Page excerpt:
╭──
Woman is caught between demands of work and family


Chris was eating a sandwich when I asked how it feels to be part of the sandwich generation. "Like this," she said, tearing it into ragged pieces. "I'm torn all the time between the people who need me.

"My father died five years ago. My mother is diabetic and has had a mild stroke. She's determined to go on living by herself; she says if she had to go to a nursing home she'd just curl up and die.

'I try to call her a couple of times from work. Then I go over after work every day to bring her groceries, fix her supper, do her dishes and get her settled in for the night.

"Most nights I'm lucky if I get home in time to say good night to my kids before they go to bed -- or say hello to my husband before he's fast asleep on the couch.

"The boys (13 and 15) are growing up so fast; between working all day and spending evenings with my mother, I don't get enough time with them. It's hard on my husband, too. I'd quit my job tomorrow if I could, but we wouldn't be able to make our mortgage payments or buy food without my paycheck, let alone help my mother with her expenses and buy all the clothes my sons seem to need now that they're in high school.

"But someone has to take care of this woman who spent her life taking care of other people, and my two brothers say they're too busy," she said, real bitterness in her voice.

"Someone has to be a mother to my kids, too, and supplement my husband's income. That someone is me, and Jim's parents are getting older and more feeble as time runs on, so we may have to take care of them someday, too.
╰──
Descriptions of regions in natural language
╭──
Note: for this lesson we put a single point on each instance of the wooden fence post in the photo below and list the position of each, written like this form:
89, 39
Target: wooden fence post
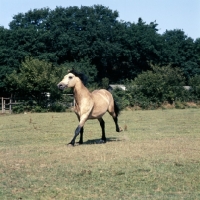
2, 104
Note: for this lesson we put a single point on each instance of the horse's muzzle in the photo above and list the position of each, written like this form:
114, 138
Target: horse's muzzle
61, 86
╰──
╭──
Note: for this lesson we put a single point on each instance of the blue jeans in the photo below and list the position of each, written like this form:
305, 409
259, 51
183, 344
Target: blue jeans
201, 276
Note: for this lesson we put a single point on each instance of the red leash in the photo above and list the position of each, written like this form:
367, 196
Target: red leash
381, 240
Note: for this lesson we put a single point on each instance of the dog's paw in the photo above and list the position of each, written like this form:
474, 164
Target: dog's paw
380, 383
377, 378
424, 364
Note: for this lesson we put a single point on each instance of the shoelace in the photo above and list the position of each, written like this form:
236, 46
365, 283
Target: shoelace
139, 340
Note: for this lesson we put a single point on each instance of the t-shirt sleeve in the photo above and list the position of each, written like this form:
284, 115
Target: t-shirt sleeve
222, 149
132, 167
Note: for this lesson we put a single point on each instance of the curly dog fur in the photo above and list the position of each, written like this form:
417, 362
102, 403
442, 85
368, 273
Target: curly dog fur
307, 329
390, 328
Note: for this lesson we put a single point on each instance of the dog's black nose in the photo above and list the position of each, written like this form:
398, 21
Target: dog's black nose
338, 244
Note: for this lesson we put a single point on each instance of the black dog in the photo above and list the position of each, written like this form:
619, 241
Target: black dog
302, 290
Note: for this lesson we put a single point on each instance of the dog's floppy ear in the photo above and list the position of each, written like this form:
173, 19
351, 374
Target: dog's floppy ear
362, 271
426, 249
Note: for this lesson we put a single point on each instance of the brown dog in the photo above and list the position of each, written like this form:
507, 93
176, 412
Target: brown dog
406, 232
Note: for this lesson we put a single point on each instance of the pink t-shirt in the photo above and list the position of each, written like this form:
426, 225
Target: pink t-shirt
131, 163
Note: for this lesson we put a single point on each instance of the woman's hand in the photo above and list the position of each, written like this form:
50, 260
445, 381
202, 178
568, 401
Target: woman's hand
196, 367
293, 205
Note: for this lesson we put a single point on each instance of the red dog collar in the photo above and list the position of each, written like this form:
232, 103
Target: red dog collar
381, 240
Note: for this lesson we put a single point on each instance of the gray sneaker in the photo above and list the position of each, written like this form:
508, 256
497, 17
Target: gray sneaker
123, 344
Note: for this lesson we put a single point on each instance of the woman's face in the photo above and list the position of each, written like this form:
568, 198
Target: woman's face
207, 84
╰──
╭──
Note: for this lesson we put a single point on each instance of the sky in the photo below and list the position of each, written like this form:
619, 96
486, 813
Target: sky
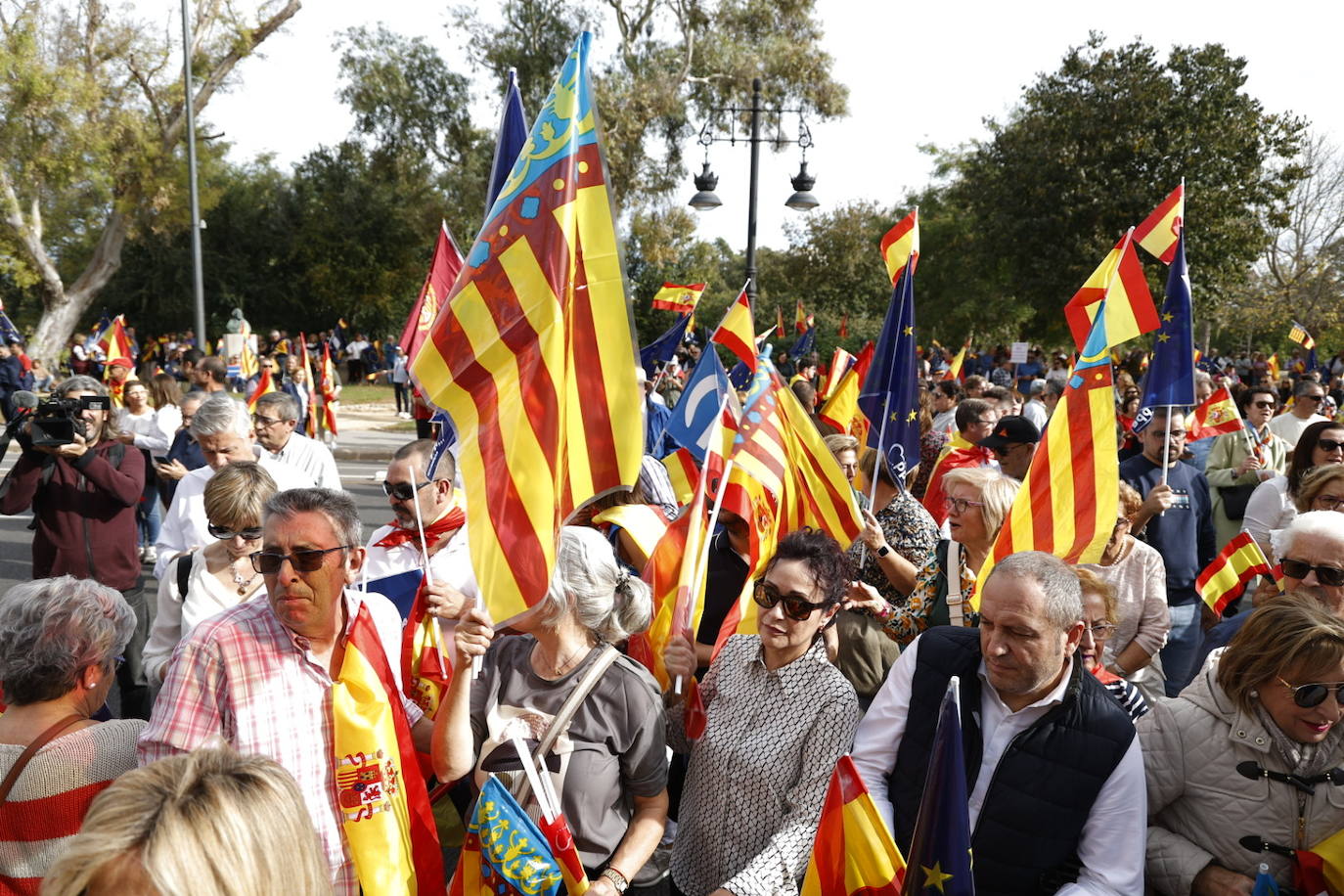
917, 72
╰──
Assignment A:
For the article on a woman torn between work and family, say whether each statement agrees with it: (i) Chris's mother has had a mild stroke; (ii) Chris's two brothers share in caring for their mother; (iii) Chris's sons are 13 and 15. Answer yes or no for each and quote the deciding words.
Assignment B:
Transcribe the passage from the article on a woman torn between work and family, starting at "Chris was eating" and ending at "on the couch.".
The items come from a different source than the article.

Task result A:
(i) Yes: "My mother is diabetic and has had a mild stroke."
(ii) No: "my two brothers say they're too busy"
(iii) Yes: "The boys (13 and 15)"

Task result B:
Chris was eating a sandwich when I asked how it feels to be part of the sandwich generation. "Like this," she said, tearing it into ragged pieces. "I'm torn all the time between the people who need me.

"My father died five years ago. My mother is diabetic and has had a mild stroke. She's determined to go on living by herself; she says if she had to go to a nursing home she'd just curl up and die.

'I try to call her a couple of times from work. Then I go over after work every day to bring her groceries, fix her supper, do her dishes and get her settled in for the night.

"Most nights I'm lucky if I get home in time to say good night to my kids before they go to bed -- or say hello to my husband before he's fast asleep on the couch.